-- BEGIN READING TEXT --

The entire balance claimed by the plaintiff is necessarily a part of the $7,500 bonus allowed to him by the action of the directors and stockholders in the meeting of January 16, 1919, and January 23, 1919. It is apparent, therefore, that he plaintiff's alleged cause of action depends upon the validity of that action and upon the further question, assuming that such action was so far valid as to prevent the recovery of the money by the corporation in case it had actually been paid, whether, not having been actually paid, such action constitutes the basis of an action in favor of the plaintiff against the corporation.

Upon the first question suggested, the validity of the bonus allowance to the plaintiff: Two most salutary principles of corporate management are in obstruction: (1) The corporate assets belong to the stockholders; (2) the directors of a corporation are trustees for the stockholders. While the minutes of the directors' meeting of January 16, 1919, do not show a formal resolution of the board appropriating the bonuses, they do show a decision by the board that such action should be taken, and that for the purpose of a show of legality a stockholders' meeting be called, no date being fixed, to determine the amount of the allowances. At that meeting on January 23, 1919, to which it does not appear that any stockholder other than the participants were invited, formal action appears to have been taken fixing the amount of allowances. The The stockholders attending that meeting were the same who, as directors, had come to a decision on the 16th. Their action upon its face as stockholders was nothing more or less than their action as directors.

Considered as the action of the board of directors, the allowances were for services already performed and to the men selected as trustees of the corporation, and upon both grounds were without consideration and void. The attempted action of the stockholders' meeting was that of a majority of the stockholders, consisting alone of those who were the beneficiaries of the allowances. Majority stockholders cannot for selfish purposes act in hostility to the interests of the corporation, with the effect of defrauding non-assenting stockholders.

-- END READING TEXT --
-- BEGIN EXTRACTED MATERIAL --

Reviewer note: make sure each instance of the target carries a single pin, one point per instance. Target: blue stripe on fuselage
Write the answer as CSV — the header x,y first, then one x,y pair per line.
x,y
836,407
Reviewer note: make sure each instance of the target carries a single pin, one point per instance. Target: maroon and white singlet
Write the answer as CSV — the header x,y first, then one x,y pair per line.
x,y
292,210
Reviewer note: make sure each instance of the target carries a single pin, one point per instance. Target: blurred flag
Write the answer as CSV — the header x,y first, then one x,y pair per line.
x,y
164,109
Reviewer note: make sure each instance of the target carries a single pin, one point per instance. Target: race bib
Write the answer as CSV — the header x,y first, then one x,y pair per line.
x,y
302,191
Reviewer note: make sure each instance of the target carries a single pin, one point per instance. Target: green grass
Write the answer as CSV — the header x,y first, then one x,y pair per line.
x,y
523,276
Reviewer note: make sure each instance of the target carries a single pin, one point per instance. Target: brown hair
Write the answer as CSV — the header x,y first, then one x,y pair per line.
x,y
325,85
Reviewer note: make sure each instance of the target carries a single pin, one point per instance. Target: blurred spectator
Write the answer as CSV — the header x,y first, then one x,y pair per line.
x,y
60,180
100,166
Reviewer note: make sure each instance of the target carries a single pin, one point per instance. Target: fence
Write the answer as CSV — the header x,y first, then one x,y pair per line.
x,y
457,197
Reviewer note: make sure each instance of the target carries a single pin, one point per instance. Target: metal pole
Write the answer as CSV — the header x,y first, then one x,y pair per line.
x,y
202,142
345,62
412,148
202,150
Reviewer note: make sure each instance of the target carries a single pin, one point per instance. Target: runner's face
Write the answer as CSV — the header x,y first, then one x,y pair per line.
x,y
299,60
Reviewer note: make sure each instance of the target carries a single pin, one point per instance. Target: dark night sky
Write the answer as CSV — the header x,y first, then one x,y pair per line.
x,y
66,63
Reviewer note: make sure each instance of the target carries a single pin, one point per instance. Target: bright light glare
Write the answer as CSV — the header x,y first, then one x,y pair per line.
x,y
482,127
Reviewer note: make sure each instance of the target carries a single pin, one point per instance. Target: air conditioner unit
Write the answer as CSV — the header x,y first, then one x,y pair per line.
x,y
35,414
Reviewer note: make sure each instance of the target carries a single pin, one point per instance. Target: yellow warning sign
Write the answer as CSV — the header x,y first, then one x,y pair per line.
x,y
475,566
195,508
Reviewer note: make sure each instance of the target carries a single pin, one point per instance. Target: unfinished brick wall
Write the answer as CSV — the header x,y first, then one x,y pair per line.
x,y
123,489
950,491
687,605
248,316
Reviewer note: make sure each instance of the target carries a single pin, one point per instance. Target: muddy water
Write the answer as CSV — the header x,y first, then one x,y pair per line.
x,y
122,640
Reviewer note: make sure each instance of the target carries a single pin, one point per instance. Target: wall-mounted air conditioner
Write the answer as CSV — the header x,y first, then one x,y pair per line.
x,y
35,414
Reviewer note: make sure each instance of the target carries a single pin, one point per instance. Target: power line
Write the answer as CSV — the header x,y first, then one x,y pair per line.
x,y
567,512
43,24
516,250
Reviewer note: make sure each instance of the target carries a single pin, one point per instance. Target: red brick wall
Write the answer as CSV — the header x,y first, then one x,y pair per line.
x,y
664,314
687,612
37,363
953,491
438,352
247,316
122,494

-- END EXTRACTED MATERIAL --

» **SET TASKS**
a - In the text on the bonus dispute, take the part starting with "The entire balance" and going on through "against the corporation.", and write it out again with "corporation" changed to "company".
b - Find each line of the records that contains the string "blurred" and copy those lines.

» **RESULTS FOR THE EXERCISE**
a -
The entire balance claimed by the plaintiff is necessarily a part of the $7,500 bonus allowed to him by the action of the directors and stockholders in the meeting of January 16, 1919, and January 23, 1919. It is apparent, therefore, that he plaintiff's alleged cause of action depends upon the validity of that action and upon the further question, assuming that such action was so far valid as to prevent the recovery of the money by the company in case it had actually been paid, whether, not having been actually paid, such action constitutes the basis of an action in favor of the plaintiff against the company.

b -
Reviewer note: make sure each instance of the target carries a single pin, one point per instance. Target: blurred flag
Reviewer note: make sure each instance of the target carries a single pin, one point per instance. Target: blurred spectator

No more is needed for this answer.